PARTS OF THE EXERCISE:
[a] Please print the stretch of the GPU path tracer writeup from "Anti Aliasing" through "with 67 samples)".
[b] Carry on the GPU path tracer writeup from the point where it stops.

SUPPLIED PASSAGE:
--- Start ---
University of Pennsylvania, CIS 565: GPU Programming and Architecture, Project 3

  • Name: Meghana Seshadri
  • Tested on: Windows 10, i7-4870HQ @ 2.50GHz 16GB, GeForce GT 750M 2048MB (personal computer)

Project Overview

The goal of this project was to get an introduction to writing a GPU Path Tracer in CUDA. Path tracers implement a realstic lighting alogrithm that simulates light bouncing in a scene. By implementing this on the GPU, versus the CPU, we can render globally-illuminated images a lot more quickly.

The following features were implemented (most of which can be toggled with flags in utilities.h):

Path Tracing Features:

  • Shading kernels with BSDF evaluation for:
    • Ideal diffuse surfaces (using cosine-weighted scatter function)
    • Perfectly specular-reflective surfaces
    • Specular-refractive surfaces
  • Naive lighting
  • Direct lighting
  • Anti-aliasing
  • Depth of field

GPU Optimization Features:

  • Path continuation/termination using Stream Compaction
  • Sorting rays, path segments, and intersections to be contiguous in memory by materials
  • Caching first bounce intersections for re-use across all subsequent iterations

Renders

Naive Lighting

(Run with 5000 samples)

Direct Lighting

In this method, we directly sample the light from each intersection in the scene. Each intersection can be seen as long as it's not in shadow and is visible to the light.

(Run with 3860 samples)

Anti Aliasing

Anti-aliasing is the jittering or offsetting of a ray within each pixel. Without AA, rays are shot from the camera and through a screen, generally at the center of each pixel. The result (as seen below) show images where lines and edges seem to be more jagged. By offsetting where within the pixel we first shoot the ray into the scene, we can achieve smoother results.

Something to note here is that first bounce caching does not work if anti-aliasing has been implemented (first bounce caching talked about further below in the Performance Analysis section). If you offset the rays, then the first bounce intersections will be different.

(No AA, Run with 5000 samples)

(AA, Run with 5000 samples)

(No AA, Run with 67 samples)

(AA, Run with 324 samples)
--- End ---
ENTRIES SHOWN:
--- Start ---
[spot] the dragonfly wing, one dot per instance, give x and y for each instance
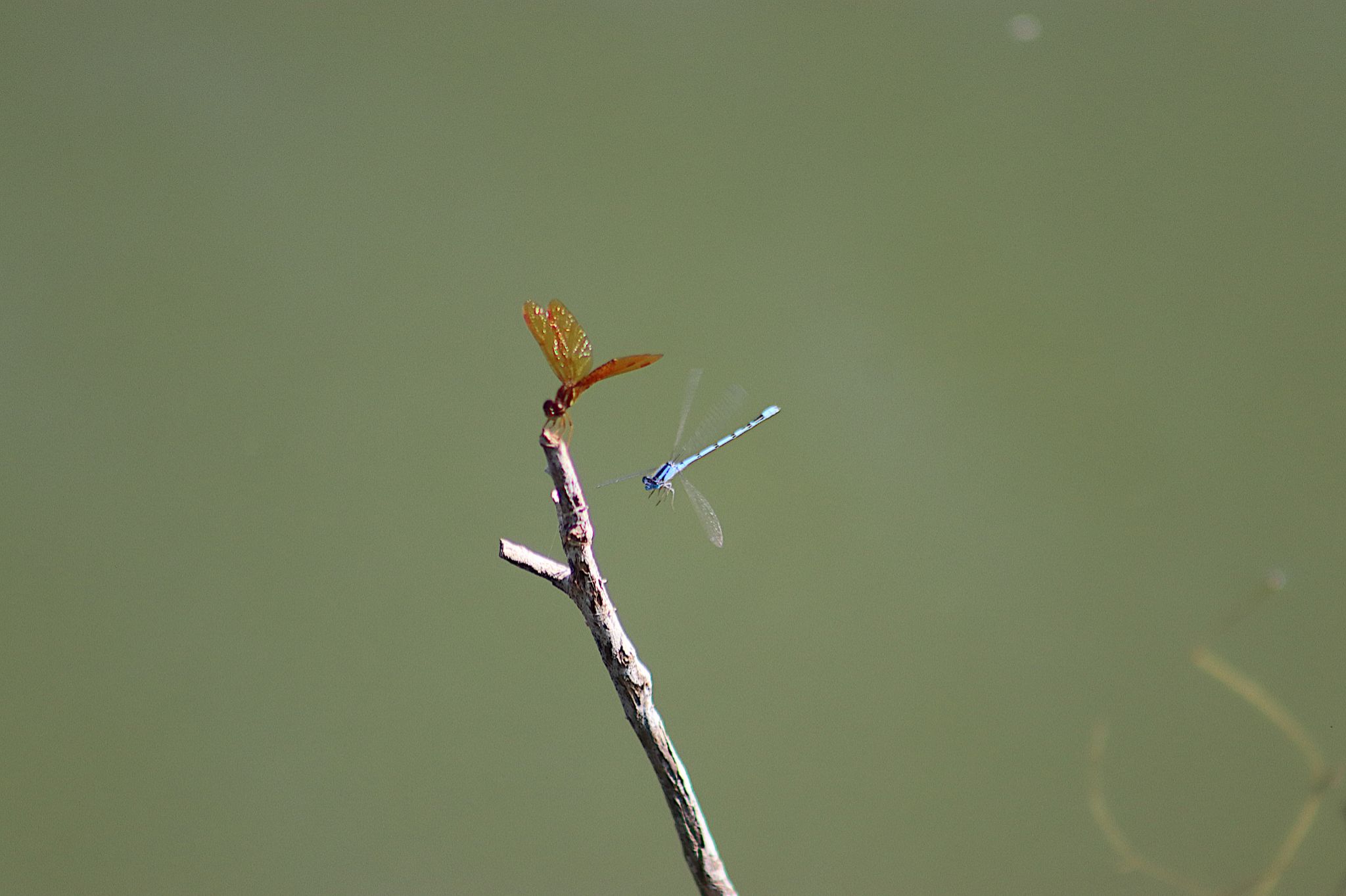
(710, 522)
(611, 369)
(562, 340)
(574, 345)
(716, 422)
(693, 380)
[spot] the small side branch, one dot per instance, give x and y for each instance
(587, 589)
--- End ---
WRITTEN ANSWERS:
[a]
Anti Aliasing

Anti-aliasing is the jittering or offsetting of a ray within each pixel. Without AA, rays are shot from the camera and through a screen, generally at the center of each pixel. The result (as seen below) show images where lines and edges seem to be more jagged. By offsetting where within the pixel we first shoot the ray into the scene, we can achieve smoother results.

Something to note here is that first bounce caching does not work if anti-aliasing has been implemented (first bounce caching talked about further below in the Performance Analysis section). If you offset the rays, then the first bounce intersections will be different.

(No AA, Run with 5000 samples)

(AA, Run with 5000 samples)

(No AA, Run with 67 samples)

[b]
Depth of field

With depth of field, interesting effects can be achieved that emulate changing focus on an actual camera. Imagine there's a lens that has a certain radius and is a certain focal distance away from the camera - both of which determine what will be and not be in focus in the scene. For each ray shot from the camera, we find an intersection with a random point on the focal plane (the lens) using disk sampling. Then, shoot a new ray into the scene which has been offsetted by a certain amount. Objects in the focal plane will appear in focus.

(Run with 2518 samples, 0.2 radius, 20 focal length)

Tranmission

This is a specular refraction with Fresnel effects using Schlick's approximation.

(Run with 1558 samples)

(Run with 2364 samples, 1.5 index of refraction)

(Run with 2801 samples, 2.5 index of refraction)

(Run with 2442 samples, 5.5 index of refraction)

Performance Analysis

All of the following charts and graphs have been tested on one sample with varying ray depths. The scene used is the "TransmissiveCube" scene with the following schematics:

  • 8 objects (1 transmissive, 1 emissive, 2 reflective, 4 diffuse)

Feature Analysis

The following 2 charts compare the various path tracing and GPU optimization features that have been implemented.

Stream Compaction

In the naive implementation of the path tracer, within each iteration (aka one sample), every pixel is being calculated by accumulating its color across multiple depths (until a maximum depth is reached). A kernel is being launched for per pixel in order to complete this task.

Stream compaction allows us to remove any rays that have completed their total color accumulation and thus have terminated, without having to wait for every thread within the allocated kernels to complete. This allows us to save threads to be used elsewhere, and thus finish rendering faster.

In this code base, stream compaction has been implemented through the use of thrust::partition, using a predicate that distinguishes those path segments that have no more remaining bounces.

In the chart, we can observe that while stream compaction does take longer than without at smaller depth values (probably due to some overhead from thrust::partition, and memory allocation), we can see that at higher depth values, stream compaction begins to perform better, as opposed to the continuously linear increase in time without it.

Material Sorting

In the chart, it can be seen that stream compaction greatly helps performance while material sorting.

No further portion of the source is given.